SOURCE PASSAGE:
I’m not a naturist… 

… and nor was the key worker I was speaking to. The key role of the key worker is to establish a relationship with the individual they’ve been assigned. To see the individual for who they are, to build trust and develop a rapport. And then to offer personalised opportunities. 

Though I'm please to see centenarians skydiving, skiing and running marathons, I’m also happy to accept, that there are activities which can be more challenging as you age. I have to be honest that I hadn’t previously considered getting naked to be one of them. As challenging as this may become, of course, nudity is only half the challenge to a naturist. It’s the designated areas which could easily be inaccessible once living in a care setting that make it really challenging. 

Enter the key worker, our hero, who built rapport, expressed curiosity in this resident’s interests and discovered there was a naturist club which the they had been a member of for years, but were no longer able to get to. And so our hero accompanied and joined them at the naturist club.

(Point-per-instance localization data)
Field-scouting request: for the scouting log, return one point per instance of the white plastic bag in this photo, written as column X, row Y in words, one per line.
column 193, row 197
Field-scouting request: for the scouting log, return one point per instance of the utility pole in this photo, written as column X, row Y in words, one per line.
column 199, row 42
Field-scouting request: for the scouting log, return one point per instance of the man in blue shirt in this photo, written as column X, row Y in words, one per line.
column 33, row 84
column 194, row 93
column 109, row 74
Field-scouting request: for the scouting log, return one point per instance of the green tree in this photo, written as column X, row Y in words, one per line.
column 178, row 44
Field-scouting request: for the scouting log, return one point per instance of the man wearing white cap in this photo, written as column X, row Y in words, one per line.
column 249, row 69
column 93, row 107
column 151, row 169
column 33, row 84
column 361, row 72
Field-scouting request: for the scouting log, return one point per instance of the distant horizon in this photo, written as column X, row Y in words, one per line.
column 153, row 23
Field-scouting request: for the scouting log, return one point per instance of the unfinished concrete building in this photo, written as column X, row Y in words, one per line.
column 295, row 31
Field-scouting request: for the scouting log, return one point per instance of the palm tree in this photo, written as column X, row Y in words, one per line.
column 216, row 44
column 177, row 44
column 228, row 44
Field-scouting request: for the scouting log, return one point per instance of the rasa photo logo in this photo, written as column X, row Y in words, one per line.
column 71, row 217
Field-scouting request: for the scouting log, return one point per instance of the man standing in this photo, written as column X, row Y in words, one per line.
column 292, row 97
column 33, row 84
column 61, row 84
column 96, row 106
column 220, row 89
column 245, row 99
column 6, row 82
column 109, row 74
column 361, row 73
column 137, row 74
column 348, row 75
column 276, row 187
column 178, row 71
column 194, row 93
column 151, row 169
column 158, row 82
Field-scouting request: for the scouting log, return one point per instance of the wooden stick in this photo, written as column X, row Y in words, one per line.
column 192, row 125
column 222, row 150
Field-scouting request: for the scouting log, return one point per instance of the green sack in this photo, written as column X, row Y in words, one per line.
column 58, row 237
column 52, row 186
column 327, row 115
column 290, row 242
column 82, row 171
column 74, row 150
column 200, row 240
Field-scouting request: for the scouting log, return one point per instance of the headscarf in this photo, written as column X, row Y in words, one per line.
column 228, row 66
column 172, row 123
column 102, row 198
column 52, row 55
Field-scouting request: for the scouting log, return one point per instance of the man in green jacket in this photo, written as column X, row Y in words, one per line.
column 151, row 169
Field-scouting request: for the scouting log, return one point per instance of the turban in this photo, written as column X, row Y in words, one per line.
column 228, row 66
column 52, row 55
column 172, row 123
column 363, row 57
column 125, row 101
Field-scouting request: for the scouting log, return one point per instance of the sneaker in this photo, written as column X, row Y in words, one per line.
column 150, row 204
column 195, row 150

INSTRUCTIONS FOR THE TASK: Quote the piece on the key worker, starting with "I’m not a naturist…" and going on through "offer personalised opportunities.". The rows have no connection to the piece on the key worker.

SOLUTION FOR THIS PROBLEM:
I’m not a naturist… 

… and nor was the key worker I was speaking to. The key role of the key worker is to establish a relationship with the individual they’ve been assigned. To see the individual for who they are, to build trust and develop a rapport. And then to offer personalised opportunities.